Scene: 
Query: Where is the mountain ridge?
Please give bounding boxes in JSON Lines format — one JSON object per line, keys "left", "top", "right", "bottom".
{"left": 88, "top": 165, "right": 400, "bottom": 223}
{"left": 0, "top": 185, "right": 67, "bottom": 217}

####################

### TASK DESCRIPTION
Copying should begin at the line containing "Please give bounding" and end at the last line of the material, with every line in between reproduced exactly.

### RESPONSE BELOW
Please give bounding boxes in JSON Lines format — one JSON object per line, keys "left", "top", "right", "bottom".
{"left": 88, "top": 165, "right": 400, "bottom": 223}
{"left": 0, "top": 185, "right": 67, "bottom": 217}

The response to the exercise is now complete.